EXERCISE PROMPT
Recast the lines of the records, starting with the line containing "of the green" and continuing through the end of the records, as a Markdown table with the columns Row and Line. Number each row and leave out any blank lines.
** start of RECORD EXTRACTS **
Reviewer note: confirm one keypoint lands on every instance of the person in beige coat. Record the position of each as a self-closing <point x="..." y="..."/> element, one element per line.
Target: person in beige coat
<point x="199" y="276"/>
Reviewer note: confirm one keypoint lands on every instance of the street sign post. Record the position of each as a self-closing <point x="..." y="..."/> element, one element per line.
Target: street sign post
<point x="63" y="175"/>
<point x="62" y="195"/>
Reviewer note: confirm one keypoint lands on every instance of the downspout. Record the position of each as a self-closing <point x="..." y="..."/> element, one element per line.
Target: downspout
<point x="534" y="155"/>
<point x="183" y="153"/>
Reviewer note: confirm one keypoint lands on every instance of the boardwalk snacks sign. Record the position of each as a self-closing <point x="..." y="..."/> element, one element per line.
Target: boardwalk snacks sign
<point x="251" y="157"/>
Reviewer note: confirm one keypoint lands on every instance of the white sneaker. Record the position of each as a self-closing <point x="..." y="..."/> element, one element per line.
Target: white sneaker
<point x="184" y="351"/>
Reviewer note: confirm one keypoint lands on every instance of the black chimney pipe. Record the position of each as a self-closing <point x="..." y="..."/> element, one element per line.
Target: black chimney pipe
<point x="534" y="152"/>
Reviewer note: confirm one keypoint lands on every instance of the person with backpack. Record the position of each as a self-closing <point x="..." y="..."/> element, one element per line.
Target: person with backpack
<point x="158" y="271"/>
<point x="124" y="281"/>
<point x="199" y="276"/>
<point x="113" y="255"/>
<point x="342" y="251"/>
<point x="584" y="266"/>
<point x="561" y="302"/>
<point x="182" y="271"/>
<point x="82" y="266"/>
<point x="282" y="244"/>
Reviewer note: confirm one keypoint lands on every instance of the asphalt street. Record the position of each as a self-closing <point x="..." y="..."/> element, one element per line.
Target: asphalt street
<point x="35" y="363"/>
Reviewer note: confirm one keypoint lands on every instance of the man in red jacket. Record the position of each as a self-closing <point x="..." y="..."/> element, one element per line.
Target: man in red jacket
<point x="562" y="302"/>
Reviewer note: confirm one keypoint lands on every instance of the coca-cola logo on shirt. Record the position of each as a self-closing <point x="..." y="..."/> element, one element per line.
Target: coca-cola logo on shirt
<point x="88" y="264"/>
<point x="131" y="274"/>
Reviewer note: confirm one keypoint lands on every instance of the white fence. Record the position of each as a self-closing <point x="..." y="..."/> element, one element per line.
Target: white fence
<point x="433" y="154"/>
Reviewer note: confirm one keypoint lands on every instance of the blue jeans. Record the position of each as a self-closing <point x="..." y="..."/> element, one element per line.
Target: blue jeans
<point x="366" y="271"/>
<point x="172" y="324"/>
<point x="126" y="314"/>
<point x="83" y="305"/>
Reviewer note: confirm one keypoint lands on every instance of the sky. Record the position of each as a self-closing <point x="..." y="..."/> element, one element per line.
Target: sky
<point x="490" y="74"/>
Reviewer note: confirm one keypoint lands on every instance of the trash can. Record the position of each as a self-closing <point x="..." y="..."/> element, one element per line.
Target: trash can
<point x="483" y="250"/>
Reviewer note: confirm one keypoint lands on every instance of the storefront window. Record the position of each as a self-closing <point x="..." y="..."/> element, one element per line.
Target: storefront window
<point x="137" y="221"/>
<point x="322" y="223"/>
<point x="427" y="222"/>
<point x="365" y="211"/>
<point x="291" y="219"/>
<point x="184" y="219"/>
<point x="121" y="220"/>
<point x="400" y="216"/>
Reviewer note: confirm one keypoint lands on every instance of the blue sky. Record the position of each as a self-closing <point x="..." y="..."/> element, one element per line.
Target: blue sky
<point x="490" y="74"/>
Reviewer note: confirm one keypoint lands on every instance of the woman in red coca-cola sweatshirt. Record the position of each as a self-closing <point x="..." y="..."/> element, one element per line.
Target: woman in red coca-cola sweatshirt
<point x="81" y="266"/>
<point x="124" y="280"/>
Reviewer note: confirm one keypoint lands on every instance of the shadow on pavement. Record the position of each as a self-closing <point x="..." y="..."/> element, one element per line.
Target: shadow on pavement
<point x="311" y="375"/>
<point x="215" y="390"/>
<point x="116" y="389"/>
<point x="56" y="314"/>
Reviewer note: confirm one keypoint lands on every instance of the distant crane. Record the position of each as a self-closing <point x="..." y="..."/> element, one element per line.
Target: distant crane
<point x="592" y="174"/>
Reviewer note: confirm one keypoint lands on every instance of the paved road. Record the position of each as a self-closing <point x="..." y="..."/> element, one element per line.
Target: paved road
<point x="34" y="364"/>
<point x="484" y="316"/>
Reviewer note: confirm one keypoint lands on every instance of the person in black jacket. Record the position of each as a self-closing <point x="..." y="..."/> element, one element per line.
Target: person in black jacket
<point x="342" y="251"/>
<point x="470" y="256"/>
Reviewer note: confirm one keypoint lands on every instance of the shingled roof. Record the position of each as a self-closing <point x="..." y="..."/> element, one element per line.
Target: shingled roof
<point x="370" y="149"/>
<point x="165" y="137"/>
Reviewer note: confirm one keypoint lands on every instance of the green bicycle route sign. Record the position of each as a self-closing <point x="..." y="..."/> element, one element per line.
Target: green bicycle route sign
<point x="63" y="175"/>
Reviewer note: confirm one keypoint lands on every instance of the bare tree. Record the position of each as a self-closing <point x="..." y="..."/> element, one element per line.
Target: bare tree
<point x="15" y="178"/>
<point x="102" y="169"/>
** end of RECORD EXTRACTS **
EXPECTED ANSWER
| Row | Line |
|---|---|
| 1 | Reviewer note: confirm one keypoint lands on every instance of the green bicycle route sign. Record the position of each as a self-closing <point x="..." y="..."/> element, one element per line. |
| 2 | Target: green bicycle route sign |
| 3 | <point x="63" y="175"/> |
| 4 | Reviewer note: confirm one keypoint lands on every instance of the bare tree. Record the position of each as a self-closing <point x="..." y="..."/> element, one element per line. |
| 5 | Target: bare tree |
| 6 | <point x="15" y="178"/> |
| 7 | <point x="102" y="169"/> |